WHAT YOU WILL DO:
In which lines of the data does the string "blue" appear? Copy every one.

(Segmentation mask data)
++++
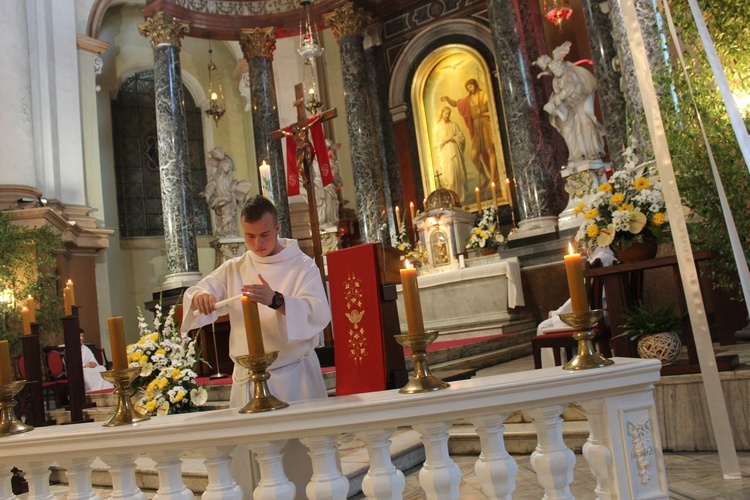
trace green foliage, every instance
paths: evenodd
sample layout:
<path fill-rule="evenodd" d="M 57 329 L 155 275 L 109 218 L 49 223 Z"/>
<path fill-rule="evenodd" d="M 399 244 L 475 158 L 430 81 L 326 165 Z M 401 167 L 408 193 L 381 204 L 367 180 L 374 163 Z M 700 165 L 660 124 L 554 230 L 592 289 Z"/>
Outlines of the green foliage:
<path fill-rule="evenodd" d="M 0 339 L 8 340 L 11 352 L 19 353 L 21 307 L 29 295 L 38 305 L 42 344 L 49 344 L 61 329 L 55 253 L 62 250 L 62 238 L 50 226 L 30 229 L 12 221 L 12 216 L 0 212 Z"/>
<path fill-rule="evenodd" d="M 702 0 L 704 18 L 716 50 L 727 74 L 730 87 L 740 107 L 750 103 L 750 2 L 739 0 Z M 750 175 L 735 138 L 724 102 L 716 86 L 713 72 L 706 59 L 703 45 L 687 2 L 671 2 L 672 14 L 685 48 L 685 59 L 690 83 L 700 115 L 703 119 L 711 148 L 716 158 L 724 189 L 726 190 L 734 222 L 744 254 L 750 255 Z M 673 59 L 678 64 L 677 58 Z M 661 88 L 670 84 L 676 90 L 679 108 L 675 110 L 672 96 L 662 93 L 662 112 L 667 131 L 677 184 L 685 205 L 694 211 L 689 220 L 690 237 L 694 248 L 711 249 L 716 254 L 711 273 L 716 286 L 725 290 L 738 288 L 737 267 L 732 255 L 729 236 L 724 223 L 716 185 L 711 173 L 708 154 L 703 144 L 695 105 L 690 96 L 688 82 L 681 68 L 674 78 L 661 75 L 657 78 Z M 747 106 L 747 104 L 744 104 Z M 740 111 L 746 113 L 745 126 L 750 124 L 750 106 Z"/>
<path fill-rule="evenodd" d="M 613 338 L 627 337 L 633 341 L 652 333 L 677 332 L 684 317 L 684 314 L 676 311 L 674 305 L 649 308 L 639 303 L 625 311 L 625 323 L 620 325 L 623 331 Z"/>

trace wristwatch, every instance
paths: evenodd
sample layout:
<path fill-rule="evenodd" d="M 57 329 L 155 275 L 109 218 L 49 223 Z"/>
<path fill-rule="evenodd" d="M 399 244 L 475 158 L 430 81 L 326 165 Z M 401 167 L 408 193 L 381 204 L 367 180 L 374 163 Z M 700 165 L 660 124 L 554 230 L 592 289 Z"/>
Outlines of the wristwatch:
<path fill-rule="evenodd" d="M 268 305 L 271 309 L 278 309 L 284 307 L 284 296 L 280 292 L 274 292 L 271 303 Z"/>

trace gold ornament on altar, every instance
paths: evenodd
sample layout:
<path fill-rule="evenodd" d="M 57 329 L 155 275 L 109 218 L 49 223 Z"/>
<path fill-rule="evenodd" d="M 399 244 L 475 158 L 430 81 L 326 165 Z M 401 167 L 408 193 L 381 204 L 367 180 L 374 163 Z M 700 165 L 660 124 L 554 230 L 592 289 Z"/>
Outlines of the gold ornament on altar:
<path fill-rule="evenodd" d="M 221 76 L 214 64 L 210 39 L 208 40 L 208 99 L 209 106 L 206 114 L 214 119 L 214 123 L 218 127 L 219 120 L 224 116 L 227 108 L 224 104 L 224 90 L 221 88 Z"/>

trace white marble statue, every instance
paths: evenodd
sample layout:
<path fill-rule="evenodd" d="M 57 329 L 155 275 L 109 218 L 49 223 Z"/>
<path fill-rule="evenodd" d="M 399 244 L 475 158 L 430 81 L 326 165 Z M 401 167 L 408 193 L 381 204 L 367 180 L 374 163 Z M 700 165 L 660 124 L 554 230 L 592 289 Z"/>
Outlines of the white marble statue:
<path fill-rule="evenodd" d="M 214 234 L 220 238 L 237 236 L 239 209 L 252 184 L 234 178 L 234 160 L 221 146 L 209 151 L 206 174 L 208 182 L 201 196 L 214 212 Z"/>
<path fill-rule="evenodd" d="M 543 75 L 552 75 L 553 93 L 544 110 L 568 146 L 568 161 L 597 160 L 604 157 L 604 127 L 594 114 L 596 78 L 587 69 L 564 58 L 570 42 L 552 51 L 552 58 L 543 55 L 534 64 Z"/>
<path fill-rule="evenodd" d="M 340 145 L 335 144 L 332 140 L 326 139 L 326 153 L 331 163 L 333 172 L 333 182 L 323 186 L 323 179 L 320 176 L 318 159 L 313 160 L 313 185 L 315 186 L 315 205 L 318 211 L 318 226 L 321 229 L 333 229 L 336 231 L 339 224 L 339 208 L 341 198 L 339 191 L 344 184 L 339 174 L 339 160 L 336 151 Z M 324 154 L 326 154 L 324 153 Z"/>
<path fill-rule="evenodd" d="M 444 106 L 440 110 L 440 119 L 433 131 L 435 149 L 440 158 L 440 183 L 443 187 L 458 194 L 461 203 L 466 197 L 466 164 L 464 147 L 466 138 L 456 122 L 451 120 L 451 108 Z"/>

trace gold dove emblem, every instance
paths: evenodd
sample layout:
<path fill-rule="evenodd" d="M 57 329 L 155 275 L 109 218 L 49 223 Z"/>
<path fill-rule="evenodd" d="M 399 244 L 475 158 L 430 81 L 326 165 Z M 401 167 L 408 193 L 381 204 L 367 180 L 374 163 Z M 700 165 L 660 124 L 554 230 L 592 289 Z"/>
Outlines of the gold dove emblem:
<path fill-rule="evenodd" d="M 362 316 L 365 315 L 365 311 L 357 311 L 356 309 L 350 313 L 344 313 L 346 317 L 354 324 L 354 329 L 357 329 L 357 324 L 362 321 Z"/>

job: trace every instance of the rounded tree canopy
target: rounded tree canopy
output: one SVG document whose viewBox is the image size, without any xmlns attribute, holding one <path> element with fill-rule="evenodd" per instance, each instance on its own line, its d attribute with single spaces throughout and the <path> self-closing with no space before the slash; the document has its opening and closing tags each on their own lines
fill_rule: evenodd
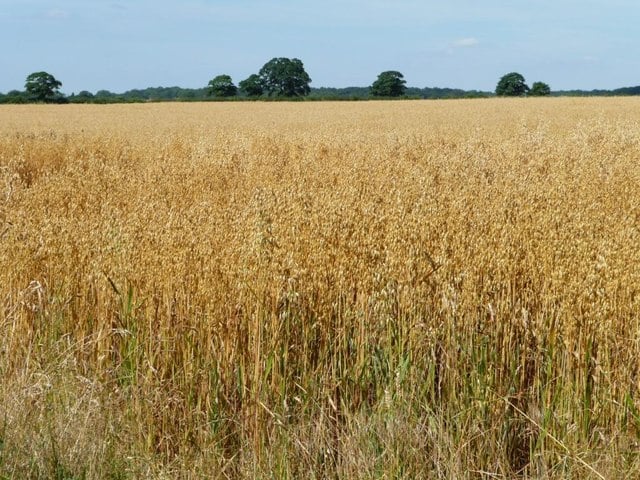
<svg viewBox="0 0 640 480">
<path fill-rule="evenodd" d="M 551 87 L 544 82 L 533 82 L 529 95 L 532 97 L 546 97 L 551 95 Z"/>
<path fill-rule="evenodd" d="M 229 75 L 218 75 L 209 82 L 207 93 L 214 97 L 234 97 L 238 93 L 238 88 Z"/>
<path fill-rule="evenodd" d="M 374 97 L 401 97 L 407 87 L 404 75 L 395 70 L 382 72 L 371 85 L 371 95 Z"/>
<path fill-rule="evenodd" d="M 517 72 L 507 73 L 496 86 L 496 95 L 499 97 L 523 97 L 528 91 L 524 77 Z"/>
<path fill-rule="evenodd" d="M 311 78 L 297 58 L 272 58 L 260 69 L 259 75 L 269 96 L 303 97 L 311 91 Z"/>
<path fill-rule="evenodd" d="M 39 102 L 56 100 L 62 82 L 47 72 L 35 72 L 27 77 L 24 84 L 27 93 Z"/>
</svg>

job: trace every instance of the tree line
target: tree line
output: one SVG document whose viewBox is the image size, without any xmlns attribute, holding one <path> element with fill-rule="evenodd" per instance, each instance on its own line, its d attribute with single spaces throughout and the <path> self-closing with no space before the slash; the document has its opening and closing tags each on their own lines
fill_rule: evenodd
<svg viewBox="0 0 640 480">
<path fill-rule="evenodd" d="M 522 97 L 548 96 L 551 88 L 544 82 L 534 82 L 529 87 L 525 78 L 517 72 L 503 75 L 493 92 L 465 91 L 451 88 L 407 87 L 404 75 L 395 70 L 380 73 L 368 87 L 312 88 L 311 77 L 304 64 L 297 58 L 272 58 L 254 74 L 241 80 L 238 85 L 231 76 L 220 74 L 212 78 L 206 87 L 188 89 L 180 87 L 157 87 L 129 90 L 115 94 L 99 90 L 95 94 L 81 91 L 65 96 L 60 92 L 62 82 L 47 72 L 34 72 L 25 81 L 24 91 L 12 90 L 0 93 L 0 103 L 117 103 L 137 101 L 203 101 L 203 100 L 359 100 L 370 98 L 477 98 L 490 96 Z M 556 95 L 638 95 L 639 87 L 618 90 L 582 92 L 555 92 Z"/>
</svg>

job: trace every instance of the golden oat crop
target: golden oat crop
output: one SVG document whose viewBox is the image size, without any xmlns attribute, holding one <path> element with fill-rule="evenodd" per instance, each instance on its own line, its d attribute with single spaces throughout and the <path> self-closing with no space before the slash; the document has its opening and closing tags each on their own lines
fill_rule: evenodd
<svg viewBox="0 0 640 480">
<path fill-rule="evenodd" d="M 640 475 L 640 101 L 0 108 L 0 477 Z"/>
</svg>

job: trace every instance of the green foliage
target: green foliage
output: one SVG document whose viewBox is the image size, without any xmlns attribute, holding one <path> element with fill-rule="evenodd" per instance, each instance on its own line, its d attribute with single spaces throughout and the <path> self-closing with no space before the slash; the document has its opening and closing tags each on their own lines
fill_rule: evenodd
<svg viewBox="0 0 640 480">
<path fill-rule="evenodd" d="M 636 87 L 616 88 L 611 93 L 613 95 L 640 95 L 640 85 Z"/>
<path fill-rule="evenodd" d="M 93 93 L 88 92 L 87 90 L 82 90 L 77 95 L 73 93 L 69 95 L 68 100 L 70 103 L 92 103 L 94 98 Z"/>
<path fill-rule="evenodd" d="M 240 85 L 240 90 L 248 97 L 259 97 L 264 93 L 262 79 L 260 75 L 256 73 L 249 75 L 249 77 L 242 80 L 238 85 Z"/>
<path fill-rule="evenodd" d="M 496 86 L 496 95 L 499 97 L 523 97 L 528 91 L 524 77 L 517 72 L 507 73 Z"/>
<path fill-rule="evenodd" d="M 80 93 L 78 93 L 78 95 L 76 95 L 76 97 L 86 98 L 87 100 L 90 100 L 93 98 L 93 93 L 88 92 L 87 90 L 82 90 Z"/>
<path fill-rule="evenodd" d="M 176 100 L 184 100 L 184 101 L 195 100 L 197 98 L 198 98 L 198 95 L 196 91 L 190 88 L 180 89 L 180 91 L 177 92 L 175 96 Z"/>
<path fill-rule="evenodd" d="M 25 92 L 11 90 L 6 95 L 0 96 L 0 103 L 28 103 L 29 97 Z"/>
<path fill-rule="evenodd" d="M 374 97 L 401 97 L 406 92 L 404 75 L 395 70 L 382 72 L 371 85 L 371 95 Z"/>
<path fill-rule="evenodd" d="M 98 90 L 96 92 L 97 98 L 112 98 L 115 97 L 115 93 L 110 92 L 109 90 Z"/>
<path fill-rule="evenodd" d="M 259 75 L 269 96 L 304 97 L 311 91 L 311 78 L 297 58 L 272 58 L 260 69 Z"/>
<path fill-rule="evenodd" d="M 551 95 L 551 87 L 544 82 L 533 82 L 529 95 L 532 97 L 547 97 Z"/>
<path fill-rule="evenodd" d="M 38 102 L 56 102 L 59 100 L 59 90 L 62 82 L 47 72 L 35 72 L 27 77 L 25 90 L 29 96 Z"/>
<path fill-rule="evenodd" d="M 229 75 L 218 75 L 209 82 L 207 95 L 211 97 L 235 97 L 238 87 L 233 84 Z"/>
</svg>

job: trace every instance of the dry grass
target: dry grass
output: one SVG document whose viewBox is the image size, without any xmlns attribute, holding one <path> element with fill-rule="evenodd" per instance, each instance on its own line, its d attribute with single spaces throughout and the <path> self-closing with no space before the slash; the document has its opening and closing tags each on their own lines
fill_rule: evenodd
<svg viewBox="0 0 640 480">
<path fill-rule="evenodd" d="M 640 101 L 0 109 L 0 478 L 640 476 Z"/>
</svg>

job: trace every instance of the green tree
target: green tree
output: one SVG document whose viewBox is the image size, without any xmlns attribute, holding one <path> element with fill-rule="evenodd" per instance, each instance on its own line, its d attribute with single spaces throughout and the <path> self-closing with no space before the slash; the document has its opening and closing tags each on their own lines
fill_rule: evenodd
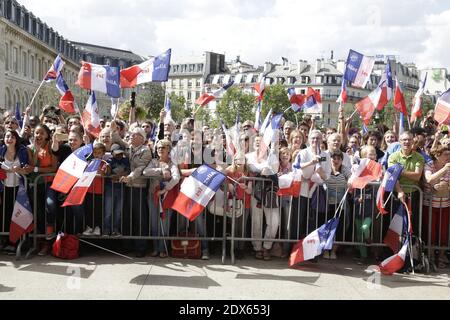
<svg viewBox="0 0 450 320">
<path fill-rule="evenodd" d="M 136 106 L 147 112 L 150 119 L 159 119 L 159 113 L 164 107 L 164 88 L 159 83 L 146 83 L 143 90 L 136 95 Z"/>
<path fill-rule="evenodd" d="M 118 117 L 122 120 L 128 121 L 128 118 L 130 116 L 130 108 L 131 108 L 131 102 L 125 101 L 119 106 L 119 113 Z M 147 111 L 142 107 L 136 107 L 136 120 L 144 120 L 147 117 Z M 159 114 L 158 114 L 159 117 Z M 159 119 L 159 118 L 155 118 Z"/>
<path fill-rule="evenodd" d="M 42 97 L 47 97 L 49 105 L 55 106 L 55 107 L 57 107 L 59 105 L 59 100 L 61 99 L 61 95 L 55 86 L 48 85 L 48 84 L 43 85 L 39 91 L 39 94 Z"/>
<path fill-rule="evenodd" d="M 254 108 L 256 106 L 255 96 L 245 93 L 241 88 L 231 87 L 223 95 L 216 107 L 217 117 L 222 119 L 227 127 L 234 125 L 236 114 L 239 110 L 241 122 L 255 120 Z M 217 125 L 217 121 L 215 125 Z"/>
<path fill-rule="evenodd" d="M 172 119 L 175 122 L 181 123 L 184 118 L 191 116 L 191 110 L 186 106 L 186 99 L 184 97 L 179 97 L 174 92 L 170 94 L 170 109 Z"/>
</svg>

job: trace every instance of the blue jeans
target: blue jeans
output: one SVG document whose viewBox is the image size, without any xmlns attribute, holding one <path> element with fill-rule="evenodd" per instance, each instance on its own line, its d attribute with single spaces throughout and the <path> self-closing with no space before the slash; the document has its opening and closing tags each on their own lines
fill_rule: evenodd
<svg viewBox="0 0 450 320">
<path fill-rule="evenodd" d="M 123 189 L 120 183 L 112 183 L 111 181 L 105 181 L 104 188 L 104 210 L 105 220 L 103 226 L 103 234 L 111 233 L 111 220 L 112 231 L 121 232 L 122 222 L 122 204 L 123 204 Z"/>
<path fill-rule="evenodd" d="M 45 186 L 45 211 L 47 213 L 47 223 L 54 224 L 56 211 L 58 210 L 57 192 L 50 188 L 51 184 Z"/>
<path fill-rule="evenodd" d="M 206 211 L 203 211 L 197 218 L 195 218 L 195 233 L 199 237 L 206 237 Z M 181 222 L 178 225 L 178 231 L 187 231 L 189 220 L 180 214 L 179 219 Z M 202 240 L 202 250 L 207 250 L 209 248 L 208 240 Z"/>
<path fill-rule="evenodd" d="M 170 235 L 170 221 L 172 218 L 172 209 L 165 210 L 165 218 L 161 219 L 159 203 L 153 201 L 153 196 L 149 201 L 150 204 L 150 223 L 152 236 L 167 237 Z M 165 244 L 164 244 L 165 242 Z M 163 239 L 153 240 L 153 250 L 158 252 L 166 252 L 166 246 L 170 245 L 170 241 Z"/>
<path fill-rule="evenodd" d="M 84 204 L 80 204 L 79 206 L 69 206 L 67 208 L 73 217 L 73 233 L 82 233 L 84 231 Z"/>
</svg>

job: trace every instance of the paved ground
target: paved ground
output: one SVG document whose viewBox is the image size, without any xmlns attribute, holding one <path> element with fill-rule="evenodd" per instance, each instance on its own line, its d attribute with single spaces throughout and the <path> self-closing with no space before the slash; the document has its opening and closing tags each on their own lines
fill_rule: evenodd
<svg viewBox="0 0 450 320">
<path fill-rule="evenodd" d="M 51 256 L 16 261 L 0 255 L 0 300 L 450 299 L 450 269 L 379 278 L 365 269 L 350 258 L 289 269 L 278 258 L 247 257 L 223 265 L 218 256 L 209 261 L 130 261 L 92 251 L 68 262 Z"/>
</svg>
++++
RESPONSE TO THE EXERCISE:
job: trace every instance of the blue jeans
target: blue jeans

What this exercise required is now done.